Copy out every row below word for word, without changing anything.

☆ ☆ ☆

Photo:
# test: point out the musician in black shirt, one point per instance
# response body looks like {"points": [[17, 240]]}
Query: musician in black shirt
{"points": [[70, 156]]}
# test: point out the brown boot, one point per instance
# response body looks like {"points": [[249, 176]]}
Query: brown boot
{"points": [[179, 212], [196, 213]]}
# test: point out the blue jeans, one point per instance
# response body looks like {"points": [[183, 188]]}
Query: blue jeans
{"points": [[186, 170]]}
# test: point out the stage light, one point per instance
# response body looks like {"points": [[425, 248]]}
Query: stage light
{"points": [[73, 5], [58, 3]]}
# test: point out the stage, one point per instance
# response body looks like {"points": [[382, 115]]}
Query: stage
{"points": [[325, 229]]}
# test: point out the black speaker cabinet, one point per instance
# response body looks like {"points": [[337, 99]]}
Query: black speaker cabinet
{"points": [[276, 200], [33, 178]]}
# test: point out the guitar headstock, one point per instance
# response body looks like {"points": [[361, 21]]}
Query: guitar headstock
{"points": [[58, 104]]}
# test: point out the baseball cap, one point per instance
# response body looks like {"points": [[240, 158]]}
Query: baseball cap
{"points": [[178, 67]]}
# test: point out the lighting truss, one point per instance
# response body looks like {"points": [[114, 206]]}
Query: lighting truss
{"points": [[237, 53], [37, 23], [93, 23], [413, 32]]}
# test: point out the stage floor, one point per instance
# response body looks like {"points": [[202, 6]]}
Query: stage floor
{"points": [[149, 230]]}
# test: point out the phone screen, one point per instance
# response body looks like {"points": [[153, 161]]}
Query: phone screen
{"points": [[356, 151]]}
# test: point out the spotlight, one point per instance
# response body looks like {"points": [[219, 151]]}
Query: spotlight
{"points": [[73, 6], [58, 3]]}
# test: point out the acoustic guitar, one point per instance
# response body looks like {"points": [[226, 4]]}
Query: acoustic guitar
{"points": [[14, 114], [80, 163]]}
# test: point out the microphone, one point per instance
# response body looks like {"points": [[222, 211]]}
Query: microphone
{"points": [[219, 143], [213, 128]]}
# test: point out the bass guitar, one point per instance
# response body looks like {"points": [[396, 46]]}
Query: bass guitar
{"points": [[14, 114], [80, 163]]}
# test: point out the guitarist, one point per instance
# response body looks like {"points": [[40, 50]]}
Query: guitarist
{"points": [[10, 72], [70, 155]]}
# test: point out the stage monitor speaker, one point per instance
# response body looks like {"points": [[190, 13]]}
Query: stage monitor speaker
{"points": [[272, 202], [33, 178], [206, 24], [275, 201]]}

☆ ☆ ☆

◆ Solved exercise
Photo:
# test: point out the musician in black shirt, one point per instance
# response body looks like {"points": [[17, 240]]}
Query: musician in black shirt
{"points": [[70, 156]]}
# test: point out the brown boot, one point per instance
# response body looks like {"points": [[249, 176]]}
Query: brown boot
{"points": [[179, 212], [196, 213]]}
# test: point out the blue jeans, one point per instance
# response body looks like {"points": [[183, 188]]}
Query: blue jeans
{"points": [[186, 170]]}
# test: point out the stage light, one point per instance
# response body looks like {"points": [[425, 248]]}
Query: stage light
{"points": [[73, 5], [58, 3]]}
# test: point out the stage, one point per instance
# response body looks like {"points": [[382, 115]]}
Query: stage
{"points": [[325, 229]]}
# test: point out the black speaker cabinet, one point per instance
# response body looks like {"points": [[337, 99]]}
Query: black speaker cabinet
{"points": [[276, 200], [33, 178]]}
# test: point out the guitar headstock, one point per instance
# response body looks like {"points": [[361, 21]]}
Query: guitar headstock
{"points": [[58, 104]]}
# test: point out the baseball cap, one point per instance
# response body looks like {"points": [[240, 158]]}
Query: baseball cap
{"points": [[178, 67]]}
# test: point out the lighting truss, one point per instance
# response body looks like {"points": [[114, 206]]}
Query: lighting truss
{"points": [[237, 53], [37, 23], [93, 23], [413, 32]]}
# test: point out the stage floor, one point per instance
# response body looks like {"points": [[202, 6]]}
Query: stage floor
{"points": [[149, 230]]}
# test: point out the phone screen, one point per instance
# response body looks like {"points": [[153, 161]]}
Query: phone screen
{"points": [[356, 151]]}
# test: point out the spotlight, one point per instance
# response body looks like {"points": [[219, 151]]}
Query: spotlight
{"points": [[73, 6], [58, 3]]}
# test: point out the acoustic guitar, one point per instance
# response body looks like {"points": [[226, 4]]}
Query: acoustic guitar
{"points": [[14, 114], [80, 163]]}
# test: point out the microphone, one point per instance
# response body looks like {"points": [[222, 211]]}
Query: microphone
{"points": [[219, 143], [213, 128]]}
# test: point out the bass guitar, one point per instance
# response body looks like {"points": [[396, 46]]}
Query: bass guitar
{"points": [[14, 114], [80, 163]]}
# test: point out the guitarist, one point per instance
# response body looks like {"points": [[40, 50]]}
Query: guitarist
{"points": [[10, 72], [70, 155]]}
# test: point out the stage monitor speaker, one point per instance
# response body looks like {"points": [[190, 13]]}
Query: stage monitor speaker
{"points": [[272, 202], [33, 178], [206, 24], [275, 201]]}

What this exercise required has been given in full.